> [TASK]: Copy out everything from the line containing "Indicate the sunglasses" down to the line containing "[(59, 27), (84, 58)]", both ends included, reproducing the items with their requests, and offset every coordinate in the answers by 21. Coordinates in the requests and their format samples stay unchanged, and nothing outside those lines is to be given.

> [EXTRACTED RECORDS]:
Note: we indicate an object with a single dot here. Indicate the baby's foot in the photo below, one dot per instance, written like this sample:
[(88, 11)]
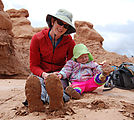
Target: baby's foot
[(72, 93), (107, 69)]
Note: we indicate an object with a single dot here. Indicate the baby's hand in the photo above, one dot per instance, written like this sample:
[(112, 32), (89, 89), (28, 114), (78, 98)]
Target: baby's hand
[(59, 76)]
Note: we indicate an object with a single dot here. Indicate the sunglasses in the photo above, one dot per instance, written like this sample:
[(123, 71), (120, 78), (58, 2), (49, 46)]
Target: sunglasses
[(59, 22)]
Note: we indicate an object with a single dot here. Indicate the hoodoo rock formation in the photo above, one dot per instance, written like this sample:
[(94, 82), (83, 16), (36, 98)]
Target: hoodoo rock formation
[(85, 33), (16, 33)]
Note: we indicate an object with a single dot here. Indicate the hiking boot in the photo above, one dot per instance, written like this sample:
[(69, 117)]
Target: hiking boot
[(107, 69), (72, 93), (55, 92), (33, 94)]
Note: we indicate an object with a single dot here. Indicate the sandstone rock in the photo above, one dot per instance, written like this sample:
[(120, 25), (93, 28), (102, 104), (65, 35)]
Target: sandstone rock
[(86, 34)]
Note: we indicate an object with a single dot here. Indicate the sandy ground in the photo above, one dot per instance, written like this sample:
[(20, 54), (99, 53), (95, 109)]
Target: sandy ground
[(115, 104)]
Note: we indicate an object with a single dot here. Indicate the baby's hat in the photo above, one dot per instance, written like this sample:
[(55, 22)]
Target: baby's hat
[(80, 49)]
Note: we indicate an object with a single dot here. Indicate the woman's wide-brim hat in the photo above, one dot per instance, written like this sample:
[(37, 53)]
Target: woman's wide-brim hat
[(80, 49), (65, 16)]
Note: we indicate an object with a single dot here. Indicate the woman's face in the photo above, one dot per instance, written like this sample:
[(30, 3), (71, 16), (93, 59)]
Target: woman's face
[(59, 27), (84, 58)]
* * *
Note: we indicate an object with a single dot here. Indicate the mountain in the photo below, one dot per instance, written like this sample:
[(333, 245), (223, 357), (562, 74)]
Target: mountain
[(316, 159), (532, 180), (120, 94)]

> [WRITTEN SOLUTION]:
Note: we indicate an object with a single dot here. Indicate the sunglasses in the photo above, one dot per instance, written like this sample:
[(123, 71), (120, 78), (58, 2), (49, 46)]
Target: sunglasses
[(80, 43)]
Note: we indicate an object with a single dot here. Indicate the hoodoo rock formation in the photo above, one dot per instance, written like this sample:
[(94, 82), (83, 16), (36, 98)]
Target: hoodoo rock formation
[(106, 54), (37, 54)]
Note: we indicate an object with a single dot here. Indicate the hiking boot in the photo above, one dot per instance, written like this sample:
[(69, 117)]
Target: hiking boot
[(128, 90), (93, 114), (76, 113), (54, 115)]
Note: we indicate an object with a single dot here. Indicate the sandstone rock in the photo above, one dot per instance, written like this sample:
[(120, 25), (93, 28), (102, 104), (65, 35)]
Target: sandstone rock
[(107, 55)]
Note: we indicate an object with a single dot here. Indicate the sandy ground in the photo above, one dot per instance, written like this sample:
[(20, 54), (99, 53), (95, 109)]
Target: sandy ground
[(136, 125)]
Note: we indicate an object with a single dot here. Indicate the baby's hat in the photo above, one dot per instance, written like this sample:
[(55, 22)]
Target: baby's hat
[(101, 70)]
Note: we indicate an object with a single dot here. Indicate the woman's wide-brim hat in the photo above, one dot per instance, written like this sample:
[(37, 53)]
Target: woman's wide-brim hat
[(101, 70), (86, 37)]
Note: we indicate an object with a single dot here. Indicate the woman's face in the photo above, one dot per instance, written like this sample:
[(30, 3), (71, 16), (93, 59)]
Target: woman's face
[(80, 48), (105, 79)]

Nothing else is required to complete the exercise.